* _Exercise inputs_

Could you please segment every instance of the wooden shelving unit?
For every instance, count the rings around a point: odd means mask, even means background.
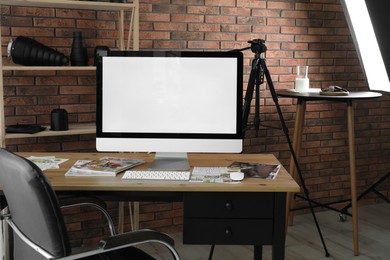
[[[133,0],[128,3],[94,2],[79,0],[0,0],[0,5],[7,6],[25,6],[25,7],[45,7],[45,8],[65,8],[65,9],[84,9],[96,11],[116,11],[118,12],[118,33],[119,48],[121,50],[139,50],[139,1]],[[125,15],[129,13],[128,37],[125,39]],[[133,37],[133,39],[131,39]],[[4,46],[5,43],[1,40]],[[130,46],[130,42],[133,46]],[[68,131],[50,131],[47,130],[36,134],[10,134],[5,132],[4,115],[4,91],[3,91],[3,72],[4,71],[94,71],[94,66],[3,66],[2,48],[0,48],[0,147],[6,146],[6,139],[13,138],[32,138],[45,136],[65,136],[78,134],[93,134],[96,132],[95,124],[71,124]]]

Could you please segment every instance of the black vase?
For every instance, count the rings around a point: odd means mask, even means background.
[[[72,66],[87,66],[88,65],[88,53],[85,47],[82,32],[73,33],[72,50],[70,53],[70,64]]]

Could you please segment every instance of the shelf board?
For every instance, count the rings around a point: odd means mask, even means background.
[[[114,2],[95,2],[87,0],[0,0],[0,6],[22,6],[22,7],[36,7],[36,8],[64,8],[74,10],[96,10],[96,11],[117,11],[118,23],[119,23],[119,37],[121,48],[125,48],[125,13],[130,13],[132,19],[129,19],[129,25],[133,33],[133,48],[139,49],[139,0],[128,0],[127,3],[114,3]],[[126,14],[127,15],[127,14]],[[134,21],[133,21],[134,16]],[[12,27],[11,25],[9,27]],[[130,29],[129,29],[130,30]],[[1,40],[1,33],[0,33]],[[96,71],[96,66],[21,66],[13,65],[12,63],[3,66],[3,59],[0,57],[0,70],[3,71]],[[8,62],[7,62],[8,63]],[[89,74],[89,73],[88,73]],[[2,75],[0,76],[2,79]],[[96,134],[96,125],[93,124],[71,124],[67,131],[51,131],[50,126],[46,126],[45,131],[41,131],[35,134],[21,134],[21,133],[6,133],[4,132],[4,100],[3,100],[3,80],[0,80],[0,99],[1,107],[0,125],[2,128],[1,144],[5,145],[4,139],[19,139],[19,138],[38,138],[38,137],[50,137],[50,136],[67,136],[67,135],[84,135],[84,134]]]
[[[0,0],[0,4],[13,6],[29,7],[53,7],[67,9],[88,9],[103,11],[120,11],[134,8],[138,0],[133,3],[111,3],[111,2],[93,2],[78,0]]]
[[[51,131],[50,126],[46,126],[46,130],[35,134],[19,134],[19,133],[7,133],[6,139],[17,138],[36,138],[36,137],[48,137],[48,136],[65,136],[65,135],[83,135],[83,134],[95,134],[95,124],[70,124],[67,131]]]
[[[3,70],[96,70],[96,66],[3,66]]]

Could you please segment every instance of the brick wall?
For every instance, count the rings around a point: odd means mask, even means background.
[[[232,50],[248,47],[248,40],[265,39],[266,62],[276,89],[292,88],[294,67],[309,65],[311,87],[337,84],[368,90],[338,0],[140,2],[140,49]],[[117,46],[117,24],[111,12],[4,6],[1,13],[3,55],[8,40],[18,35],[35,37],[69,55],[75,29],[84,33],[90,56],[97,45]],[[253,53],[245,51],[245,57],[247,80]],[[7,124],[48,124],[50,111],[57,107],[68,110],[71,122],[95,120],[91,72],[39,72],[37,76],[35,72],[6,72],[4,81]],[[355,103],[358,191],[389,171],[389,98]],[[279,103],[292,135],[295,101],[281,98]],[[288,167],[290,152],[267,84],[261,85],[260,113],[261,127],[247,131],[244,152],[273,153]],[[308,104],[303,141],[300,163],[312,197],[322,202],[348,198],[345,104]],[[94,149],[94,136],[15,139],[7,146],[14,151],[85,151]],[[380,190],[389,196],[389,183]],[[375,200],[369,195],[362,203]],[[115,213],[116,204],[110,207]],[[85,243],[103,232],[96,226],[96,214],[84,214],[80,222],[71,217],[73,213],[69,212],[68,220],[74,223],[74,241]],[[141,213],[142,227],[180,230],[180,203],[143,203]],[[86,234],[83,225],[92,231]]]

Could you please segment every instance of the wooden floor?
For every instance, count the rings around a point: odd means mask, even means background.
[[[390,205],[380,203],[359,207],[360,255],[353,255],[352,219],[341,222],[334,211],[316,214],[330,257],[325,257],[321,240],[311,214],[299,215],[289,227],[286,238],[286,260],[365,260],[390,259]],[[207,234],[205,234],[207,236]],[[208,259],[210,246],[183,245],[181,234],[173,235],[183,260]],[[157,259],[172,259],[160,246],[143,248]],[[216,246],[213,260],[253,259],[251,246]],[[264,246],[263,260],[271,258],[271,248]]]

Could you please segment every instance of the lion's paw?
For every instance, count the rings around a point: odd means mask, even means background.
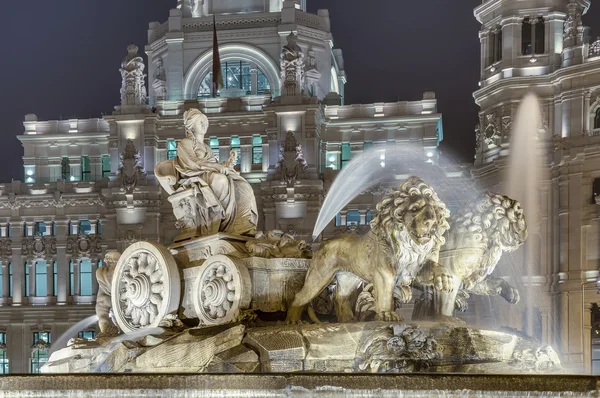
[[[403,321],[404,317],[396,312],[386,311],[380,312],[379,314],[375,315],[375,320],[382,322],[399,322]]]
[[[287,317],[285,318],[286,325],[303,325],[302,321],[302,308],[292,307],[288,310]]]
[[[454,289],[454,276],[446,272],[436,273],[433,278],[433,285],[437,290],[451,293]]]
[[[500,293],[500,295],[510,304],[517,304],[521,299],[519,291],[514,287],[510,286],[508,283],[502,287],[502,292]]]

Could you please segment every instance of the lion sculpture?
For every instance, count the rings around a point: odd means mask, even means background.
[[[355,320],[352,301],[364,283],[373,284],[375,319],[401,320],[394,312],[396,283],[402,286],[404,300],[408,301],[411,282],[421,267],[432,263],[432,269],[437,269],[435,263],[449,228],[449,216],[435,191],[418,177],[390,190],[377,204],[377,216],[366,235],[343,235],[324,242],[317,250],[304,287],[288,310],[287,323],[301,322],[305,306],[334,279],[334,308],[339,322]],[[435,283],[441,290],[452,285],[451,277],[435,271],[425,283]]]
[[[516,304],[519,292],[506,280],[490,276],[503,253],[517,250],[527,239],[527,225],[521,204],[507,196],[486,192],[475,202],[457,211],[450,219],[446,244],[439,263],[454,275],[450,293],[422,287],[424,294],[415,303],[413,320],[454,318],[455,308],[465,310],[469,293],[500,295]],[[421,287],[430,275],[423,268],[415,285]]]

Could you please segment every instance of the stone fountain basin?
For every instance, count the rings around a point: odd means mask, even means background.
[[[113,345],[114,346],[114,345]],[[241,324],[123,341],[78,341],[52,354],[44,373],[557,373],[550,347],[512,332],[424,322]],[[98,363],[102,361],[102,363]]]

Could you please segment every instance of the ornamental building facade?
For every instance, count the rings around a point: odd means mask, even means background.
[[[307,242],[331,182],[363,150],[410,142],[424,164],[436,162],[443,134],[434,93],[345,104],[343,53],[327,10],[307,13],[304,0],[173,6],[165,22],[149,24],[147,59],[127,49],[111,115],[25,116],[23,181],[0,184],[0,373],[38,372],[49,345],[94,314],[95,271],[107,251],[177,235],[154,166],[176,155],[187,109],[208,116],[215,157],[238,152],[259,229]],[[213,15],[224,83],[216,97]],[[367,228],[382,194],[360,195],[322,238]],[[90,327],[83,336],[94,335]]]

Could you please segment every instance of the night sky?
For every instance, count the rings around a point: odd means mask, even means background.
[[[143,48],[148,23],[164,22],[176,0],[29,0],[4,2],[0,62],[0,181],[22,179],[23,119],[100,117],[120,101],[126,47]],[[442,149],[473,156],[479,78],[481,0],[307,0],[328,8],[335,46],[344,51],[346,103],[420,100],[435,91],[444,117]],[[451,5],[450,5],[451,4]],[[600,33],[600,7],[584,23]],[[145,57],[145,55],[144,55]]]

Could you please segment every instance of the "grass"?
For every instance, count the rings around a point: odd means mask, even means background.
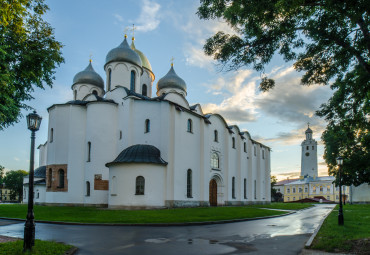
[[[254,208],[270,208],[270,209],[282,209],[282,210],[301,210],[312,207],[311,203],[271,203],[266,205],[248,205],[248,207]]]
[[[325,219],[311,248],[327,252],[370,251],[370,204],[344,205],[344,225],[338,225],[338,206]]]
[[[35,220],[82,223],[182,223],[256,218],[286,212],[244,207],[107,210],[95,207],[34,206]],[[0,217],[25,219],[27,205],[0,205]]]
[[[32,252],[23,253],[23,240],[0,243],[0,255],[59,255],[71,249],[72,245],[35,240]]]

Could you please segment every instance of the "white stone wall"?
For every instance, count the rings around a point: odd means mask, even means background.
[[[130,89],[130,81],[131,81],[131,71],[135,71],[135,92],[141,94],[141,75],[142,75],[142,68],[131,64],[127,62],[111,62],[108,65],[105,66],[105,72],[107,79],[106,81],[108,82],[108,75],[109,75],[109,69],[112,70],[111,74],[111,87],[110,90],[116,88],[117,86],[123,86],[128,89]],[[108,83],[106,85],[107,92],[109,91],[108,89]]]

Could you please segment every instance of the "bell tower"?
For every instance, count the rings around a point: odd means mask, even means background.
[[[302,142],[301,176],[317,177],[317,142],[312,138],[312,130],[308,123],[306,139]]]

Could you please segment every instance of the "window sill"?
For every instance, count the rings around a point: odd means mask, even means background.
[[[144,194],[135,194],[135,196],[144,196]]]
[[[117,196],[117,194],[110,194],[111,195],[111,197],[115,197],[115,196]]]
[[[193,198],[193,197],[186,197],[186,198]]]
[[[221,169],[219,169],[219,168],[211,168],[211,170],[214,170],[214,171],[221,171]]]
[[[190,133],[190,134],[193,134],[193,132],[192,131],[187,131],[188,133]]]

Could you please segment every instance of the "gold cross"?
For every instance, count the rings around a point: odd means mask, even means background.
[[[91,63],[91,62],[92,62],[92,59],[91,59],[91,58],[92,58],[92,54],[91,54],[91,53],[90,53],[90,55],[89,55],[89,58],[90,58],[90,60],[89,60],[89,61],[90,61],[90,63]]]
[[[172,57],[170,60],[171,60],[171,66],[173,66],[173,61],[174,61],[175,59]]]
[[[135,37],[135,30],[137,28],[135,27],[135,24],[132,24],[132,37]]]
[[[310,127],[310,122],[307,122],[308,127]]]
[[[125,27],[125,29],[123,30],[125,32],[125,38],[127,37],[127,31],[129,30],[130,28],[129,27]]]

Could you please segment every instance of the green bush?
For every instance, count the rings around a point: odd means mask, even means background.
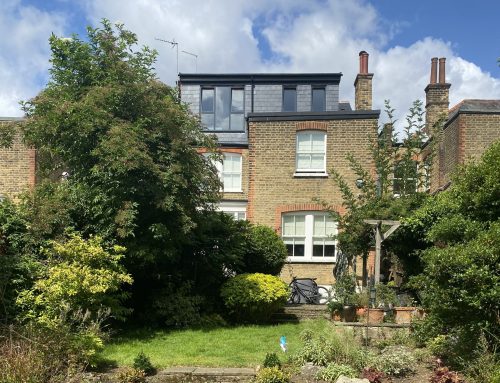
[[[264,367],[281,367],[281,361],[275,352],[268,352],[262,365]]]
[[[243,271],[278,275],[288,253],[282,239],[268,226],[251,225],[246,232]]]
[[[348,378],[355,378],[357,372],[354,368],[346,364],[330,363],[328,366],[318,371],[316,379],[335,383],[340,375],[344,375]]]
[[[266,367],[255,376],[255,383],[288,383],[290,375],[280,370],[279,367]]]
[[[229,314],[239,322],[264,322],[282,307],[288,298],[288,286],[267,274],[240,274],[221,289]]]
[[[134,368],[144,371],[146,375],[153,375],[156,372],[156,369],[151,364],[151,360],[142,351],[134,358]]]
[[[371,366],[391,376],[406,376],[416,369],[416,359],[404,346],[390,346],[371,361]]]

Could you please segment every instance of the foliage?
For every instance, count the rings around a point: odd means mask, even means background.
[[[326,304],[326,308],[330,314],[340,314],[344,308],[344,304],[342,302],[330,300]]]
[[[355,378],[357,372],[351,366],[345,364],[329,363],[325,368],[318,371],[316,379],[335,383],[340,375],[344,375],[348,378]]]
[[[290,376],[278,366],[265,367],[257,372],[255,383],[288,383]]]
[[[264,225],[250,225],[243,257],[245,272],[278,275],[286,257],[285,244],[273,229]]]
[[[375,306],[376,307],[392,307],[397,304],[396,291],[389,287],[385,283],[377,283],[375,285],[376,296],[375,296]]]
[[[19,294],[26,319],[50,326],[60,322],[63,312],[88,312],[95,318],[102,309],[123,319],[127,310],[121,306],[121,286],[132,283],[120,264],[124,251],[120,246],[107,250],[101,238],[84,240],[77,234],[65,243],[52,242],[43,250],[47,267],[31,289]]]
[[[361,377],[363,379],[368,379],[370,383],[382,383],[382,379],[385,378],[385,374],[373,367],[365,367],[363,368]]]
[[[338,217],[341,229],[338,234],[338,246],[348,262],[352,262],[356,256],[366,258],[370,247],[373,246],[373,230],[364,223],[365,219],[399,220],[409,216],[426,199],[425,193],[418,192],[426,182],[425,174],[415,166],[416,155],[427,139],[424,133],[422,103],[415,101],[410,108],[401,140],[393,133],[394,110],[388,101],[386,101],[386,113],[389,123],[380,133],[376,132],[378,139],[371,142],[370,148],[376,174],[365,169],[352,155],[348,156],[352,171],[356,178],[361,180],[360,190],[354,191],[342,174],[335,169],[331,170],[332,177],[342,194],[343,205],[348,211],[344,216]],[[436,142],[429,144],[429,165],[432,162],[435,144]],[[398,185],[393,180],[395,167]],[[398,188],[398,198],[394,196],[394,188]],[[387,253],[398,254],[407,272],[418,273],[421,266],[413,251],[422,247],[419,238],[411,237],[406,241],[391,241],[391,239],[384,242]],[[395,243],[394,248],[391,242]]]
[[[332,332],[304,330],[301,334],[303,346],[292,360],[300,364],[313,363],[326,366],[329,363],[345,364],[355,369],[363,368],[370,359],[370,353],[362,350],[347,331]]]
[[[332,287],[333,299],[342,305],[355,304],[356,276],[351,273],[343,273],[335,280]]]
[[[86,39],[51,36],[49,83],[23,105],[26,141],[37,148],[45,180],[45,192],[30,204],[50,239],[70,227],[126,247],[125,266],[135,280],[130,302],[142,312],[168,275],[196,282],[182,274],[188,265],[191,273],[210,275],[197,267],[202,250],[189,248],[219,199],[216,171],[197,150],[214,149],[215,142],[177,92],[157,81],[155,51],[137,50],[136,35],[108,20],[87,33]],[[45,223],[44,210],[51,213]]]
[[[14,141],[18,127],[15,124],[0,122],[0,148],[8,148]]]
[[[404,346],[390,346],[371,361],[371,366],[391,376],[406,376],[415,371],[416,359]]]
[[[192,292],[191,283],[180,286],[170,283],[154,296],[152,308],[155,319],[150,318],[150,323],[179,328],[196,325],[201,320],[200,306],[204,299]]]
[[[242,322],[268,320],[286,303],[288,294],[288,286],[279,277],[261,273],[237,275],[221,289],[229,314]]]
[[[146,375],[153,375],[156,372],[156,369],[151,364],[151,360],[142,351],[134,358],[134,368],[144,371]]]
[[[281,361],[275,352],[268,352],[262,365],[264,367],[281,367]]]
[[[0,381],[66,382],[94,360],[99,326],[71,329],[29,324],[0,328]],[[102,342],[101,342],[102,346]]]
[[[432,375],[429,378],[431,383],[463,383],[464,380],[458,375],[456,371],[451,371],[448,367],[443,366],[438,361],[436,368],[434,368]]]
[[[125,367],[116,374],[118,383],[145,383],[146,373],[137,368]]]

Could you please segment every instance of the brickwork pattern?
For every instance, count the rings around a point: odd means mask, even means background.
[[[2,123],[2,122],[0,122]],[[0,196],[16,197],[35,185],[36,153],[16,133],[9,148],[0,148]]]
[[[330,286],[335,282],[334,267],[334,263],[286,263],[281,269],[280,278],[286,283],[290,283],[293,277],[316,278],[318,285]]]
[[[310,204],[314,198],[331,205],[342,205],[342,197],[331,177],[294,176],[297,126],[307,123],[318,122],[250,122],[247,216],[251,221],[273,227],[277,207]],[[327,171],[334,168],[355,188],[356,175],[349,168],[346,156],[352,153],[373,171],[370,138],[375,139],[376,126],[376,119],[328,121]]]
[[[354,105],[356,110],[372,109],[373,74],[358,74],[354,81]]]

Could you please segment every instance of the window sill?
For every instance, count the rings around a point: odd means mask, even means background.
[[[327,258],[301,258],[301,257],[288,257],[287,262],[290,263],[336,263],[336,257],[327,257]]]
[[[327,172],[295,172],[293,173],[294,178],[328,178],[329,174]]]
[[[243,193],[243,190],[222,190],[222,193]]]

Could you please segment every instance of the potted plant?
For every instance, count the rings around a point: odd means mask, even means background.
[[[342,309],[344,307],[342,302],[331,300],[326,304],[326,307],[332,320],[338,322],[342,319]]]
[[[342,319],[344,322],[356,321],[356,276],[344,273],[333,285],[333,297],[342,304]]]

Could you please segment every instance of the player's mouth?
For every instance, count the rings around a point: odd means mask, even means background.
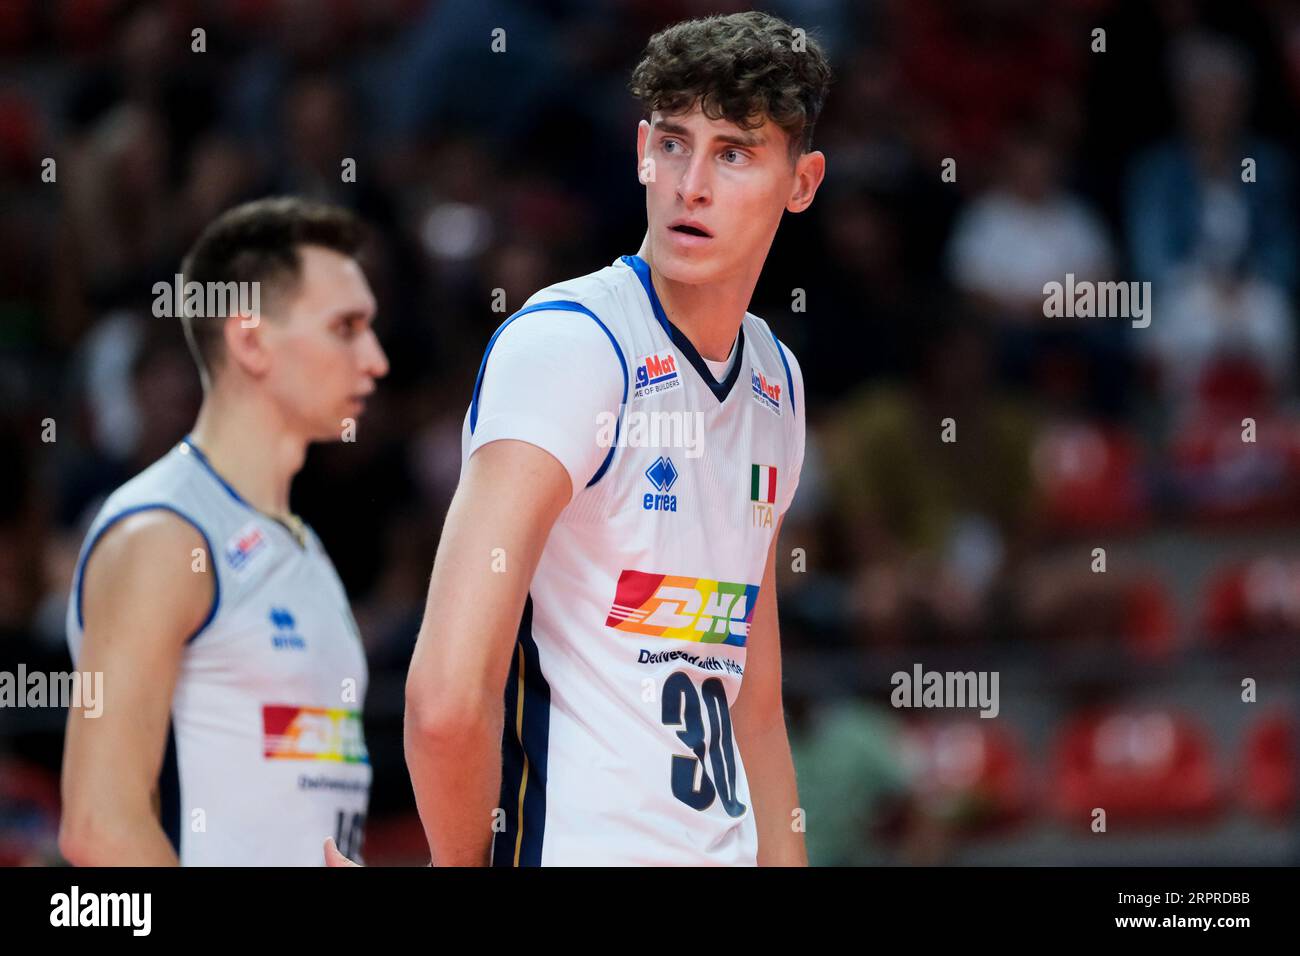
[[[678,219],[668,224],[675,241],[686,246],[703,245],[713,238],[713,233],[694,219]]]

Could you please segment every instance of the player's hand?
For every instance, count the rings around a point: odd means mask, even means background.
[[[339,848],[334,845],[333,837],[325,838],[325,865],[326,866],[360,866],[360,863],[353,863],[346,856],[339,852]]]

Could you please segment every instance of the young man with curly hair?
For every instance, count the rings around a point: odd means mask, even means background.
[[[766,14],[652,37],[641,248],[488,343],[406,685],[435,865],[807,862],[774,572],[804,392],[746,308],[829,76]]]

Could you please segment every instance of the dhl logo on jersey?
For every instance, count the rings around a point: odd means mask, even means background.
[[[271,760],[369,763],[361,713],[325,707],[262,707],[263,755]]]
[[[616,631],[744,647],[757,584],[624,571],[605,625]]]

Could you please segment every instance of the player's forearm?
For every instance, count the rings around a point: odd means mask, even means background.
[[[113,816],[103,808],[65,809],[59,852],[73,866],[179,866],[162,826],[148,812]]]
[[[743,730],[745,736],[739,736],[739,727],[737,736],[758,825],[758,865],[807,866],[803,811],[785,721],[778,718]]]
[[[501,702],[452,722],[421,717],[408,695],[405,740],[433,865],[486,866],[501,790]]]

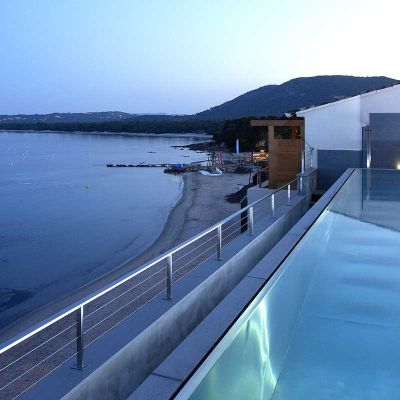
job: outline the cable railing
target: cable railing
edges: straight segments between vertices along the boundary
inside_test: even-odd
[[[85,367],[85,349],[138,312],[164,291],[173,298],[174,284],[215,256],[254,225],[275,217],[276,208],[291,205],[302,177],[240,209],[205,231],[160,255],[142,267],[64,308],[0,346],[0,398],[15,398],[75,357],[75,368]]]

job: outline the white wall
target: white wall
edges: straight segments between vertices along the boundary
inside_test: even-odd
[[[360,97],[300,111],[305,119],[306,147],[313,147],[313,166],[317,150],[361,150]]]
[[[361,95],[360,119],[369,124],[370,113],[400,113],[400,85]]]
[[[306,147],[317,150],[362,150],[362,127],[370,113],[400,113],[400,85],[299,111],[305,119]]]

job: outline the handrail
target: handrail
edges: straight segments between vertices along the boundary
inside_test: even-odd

* _Exercise_
What lines above hold the word "white"? Pull each one out.

* _Response to the exercise_
Could you please segment every instance of the "white stone wall"?
job: outline the white wall
target: white wall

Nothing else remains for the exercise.